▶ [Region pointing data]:
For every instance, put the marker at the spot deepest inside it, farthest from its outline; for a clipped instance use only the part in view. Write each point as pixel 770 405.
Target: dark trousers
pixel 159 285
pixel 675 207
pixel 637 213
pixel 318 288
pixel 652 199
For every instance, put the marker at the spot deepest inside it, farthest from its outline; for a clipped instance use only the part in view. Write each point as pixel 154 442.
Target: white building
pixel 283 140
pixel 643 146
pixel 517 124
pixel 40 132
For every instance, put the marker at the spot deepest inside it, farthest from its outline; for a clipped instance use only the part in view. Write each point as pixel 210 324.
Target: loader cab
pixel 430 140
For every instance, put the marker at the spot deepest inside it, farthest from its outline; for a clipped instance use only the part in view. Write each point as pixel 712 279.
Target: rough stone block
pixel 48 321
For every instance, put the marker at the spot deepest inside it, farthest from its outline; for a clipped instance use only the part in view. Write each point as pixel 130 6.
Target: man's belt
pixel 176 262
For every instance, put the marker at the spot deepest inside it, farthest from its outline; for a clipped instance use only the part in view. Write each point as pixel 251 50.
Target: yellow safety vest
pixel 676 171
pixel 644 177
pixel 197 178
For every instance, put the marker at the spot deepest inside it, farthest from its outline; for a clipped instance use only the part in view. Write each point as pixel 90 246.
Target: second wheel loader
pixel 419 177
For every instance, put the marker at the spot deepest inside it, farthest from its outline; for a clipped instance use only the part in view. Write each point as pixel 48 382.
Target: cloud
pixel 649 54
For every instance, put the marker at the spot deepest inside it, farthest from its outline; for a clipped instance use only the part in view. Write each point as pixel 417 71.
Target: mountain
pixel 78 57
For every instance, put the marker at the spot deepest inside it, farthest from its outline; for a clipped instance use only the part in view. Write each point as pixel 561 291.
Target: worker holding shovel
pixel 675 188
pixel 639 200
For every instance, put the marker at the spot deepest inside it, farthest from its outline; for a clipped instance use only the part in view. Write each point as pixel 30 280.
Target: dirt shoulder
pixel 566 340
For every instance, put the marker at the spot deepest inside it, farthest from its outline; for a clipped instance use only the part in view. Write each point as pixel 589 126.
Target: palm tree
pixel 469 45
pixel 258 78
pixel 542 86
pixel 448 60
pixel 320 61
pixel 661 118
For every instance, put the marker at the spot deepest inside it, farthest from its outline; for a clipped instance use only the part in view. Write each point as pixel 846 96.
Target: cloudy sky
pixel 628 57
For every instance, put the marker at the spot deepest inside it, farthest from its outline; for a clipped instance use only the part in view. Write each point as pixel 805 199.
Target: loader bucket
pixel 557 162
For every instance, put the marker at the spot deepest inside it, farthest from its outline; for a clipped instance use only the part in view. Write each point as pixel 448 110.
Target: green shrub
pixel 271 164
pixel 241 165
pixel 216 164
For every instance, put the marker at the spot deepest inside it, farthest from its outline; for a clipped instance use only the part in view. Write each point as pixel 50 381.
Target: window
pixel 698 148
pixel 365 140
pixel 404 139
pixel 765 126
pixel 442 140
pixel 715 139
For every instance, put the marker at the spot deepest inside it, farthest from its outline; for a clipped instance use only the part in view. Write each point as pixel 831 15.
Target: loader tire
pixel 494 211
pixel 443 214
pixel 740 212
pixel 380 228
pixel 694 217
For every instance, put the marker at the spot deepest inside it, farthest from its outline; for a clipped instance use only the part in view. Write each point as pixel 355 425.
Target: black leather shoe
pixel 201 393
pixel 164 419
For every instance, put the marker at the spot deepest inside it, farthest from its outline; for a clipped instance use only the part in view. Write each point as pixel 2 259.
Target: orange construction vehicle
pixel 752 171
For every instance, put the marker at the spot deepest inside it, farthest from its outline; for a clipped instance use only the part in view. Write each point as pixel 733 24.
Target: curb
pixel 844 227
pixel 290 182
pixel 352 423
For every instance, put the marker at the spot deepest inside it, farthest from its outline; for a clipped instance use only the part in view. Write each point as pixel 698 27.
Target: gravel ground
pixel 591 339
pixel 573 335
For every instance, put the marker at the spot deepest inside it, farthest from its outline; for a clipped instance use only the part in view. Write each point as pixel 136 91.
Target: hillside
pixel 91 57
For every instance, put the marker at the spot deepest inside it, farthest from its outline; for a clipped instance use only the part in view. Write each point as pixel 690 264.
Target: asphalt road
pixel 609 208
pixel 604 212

▶ [What you should do]:
Output the records once more, exactly as they stand.

▶ [Reply to the exercise]:
For every instance, put the marker at the spot deepest inside it, farthest from its outline; for a clipped instance use only the part in view. Write each point as pixel 770 405.
Target: dark trousers
pixel 159 285
pixel 675 207
pixel 637 213
pixel 318 288
pixel 652 199
For every instance, put the marker at the spot deepest inside it, farthest from its outline; for a clipped instance use only the part in view. Write each point as pixel 154 442.
Target: white building
pixel 283 140
pixel 643 146
pixel 517 124
pixel 40 132
For every instance, put the marker at the spot deepest inside it, farthest from its outline; for a clipped instance use only the part in view. Write each point as pixel 210 324.
Target: loader cab
pixel 430 140
For every instance, put the marker at the spot deepest inside it, farthest from its outline; for a clipped instance use only the part in view. Write each point as pixel 712 279.
Target: rough stone block
pixel 48 321
For every instance, put the marker at the spot deepest inside it, farthest from its outline; for a clipped instance use only the part in view. Write each point as pixel 130 6.
Target: man's belt
pixel 176 262
For every instance, put the marker at the spot deepest inside it, farthest from its outline; for a clipped instance use only the part in view. Write each point as pixel 251 50.
Target: yellow safety vest
pixel 676 171
pixel 644 177
pixel 197 178
For every instance, put the marker at the spot deepest inside it, farthest from its outline; for a clipped instance use only the part in view. Write each point as pixel 90 246.
Target: second wheel loader
pixel 419 177
For every instance, put the marker at the spot deepest inside it, farthest from its outline; for a clipped instance use only the part in view. Write each point as pixel 48 382.
Target: cloud
pixel 649 54
For every instance, put the marker at the spot deepest inside it, farthest from its outline; for a clipped instance use only the part in view. Write each point as pixel 417 71.
Target: mountain
pixel 78 57
For every instance, put the marker at the spot deepest inside it, farthest from its outline; for a clipped instance use only the part in view. Write each point as pixel 561 291.
Target: worker holding shovel
pixel 675 188
pixel 639 200
For every instance, put the marker at the spot deepest inside it, farthest from its outline; for a clipped instance use only the part in view. Write each point as pixel 30 280.
Target: dirt shoulder
pixel 566 340
For every instance, put the marker at the spot deepest inside it, farthest from its outline; for a clipped instance use only the part in view. Write each point as pixel 589 126.
Target: palm tree
pixel 469 45
pixel 258 78
pixel 542 86
pixel 448 60
pixel 320 61
pixel 661 118
For every instance, put the marker at the spot deepest inside it, farthest from its outline; for a clipped instance use only the part in view. Write each point as pixel 846 96.
Target: cloudy sky
pixel 628 57
For every instance, put the marker at the spot deepest inside it, farthest from its outline; for a clipped instance use only the part in view. Write each point as pixel 805 199.
Target: loader bucket
pixel 557 162
For every instance, put the marker at the spot deepest inside it, farthest from its outline; for a clipped instance use only the part in view. Write each point as pixel 448 110.
Target: green shrub
pixel 271 164
pixel 241 165
pixel 216 164
For every instance, put the marker at the spot deepest inside it, farthest from its outline; for a clipped instance use only the part in view. Write each point as pixel 50 381.
Target: window
pixel 698 148
pixel 365 140
pixel 404 139
pixel 765 126
pixel 442 140
pixel 715 139
For every instance, put the marker at the spot deepest inside it, farthest from its outline; for a clipped instance use only the part in view. Write each point as pixel 831 15.
Target: loader tire
pixel 494 211
pixel 443 214
pixel 740 212
pixel 380 228
pixel 694 217
For every instance, put the marker at the spot deepest inside it, farthest from its outline; for a clipped instance use only the part in view. Write each point as pixel 355 425.
Target: black leather shoe
pixel 201 393
pixel 164 419
For every instance, put the marker at the spot deepest inside it, farthest from its outline; for a clipped instance use only the part in view. Write each point as pixel 2 259.
Target: orange construction vehicle
pixel 752 171
For every instance, put the marker at the spot deepest inside it, farthest from its outline; for a clipped instance use only the part in view. Write each point as pixel 733 24.
Target: curb
pixel 844 227
pixel 290 182
pixel 352 423
For every instance, put the marker at the spot deepest inside it, farthest from its outline; for a clipped instance use only the part in view. Write each point as pixel 698 27.
Target: gravel ground
pixel 591 339
pixel 573 335
For every instance, put the marker at the spot deepest inside it, farthest from its outline; for a clipped instance use only the part in view. Write each point as pixel 136 91.
Target: hillside
pixel 91 57
For every instance, put the marker at the spot deepest inside it, farthest from its outline; for a clipped instance use only the part in view. Write each point as pixel 690 264.
Target: asphalt road
pixel 609 208
pixel 604 212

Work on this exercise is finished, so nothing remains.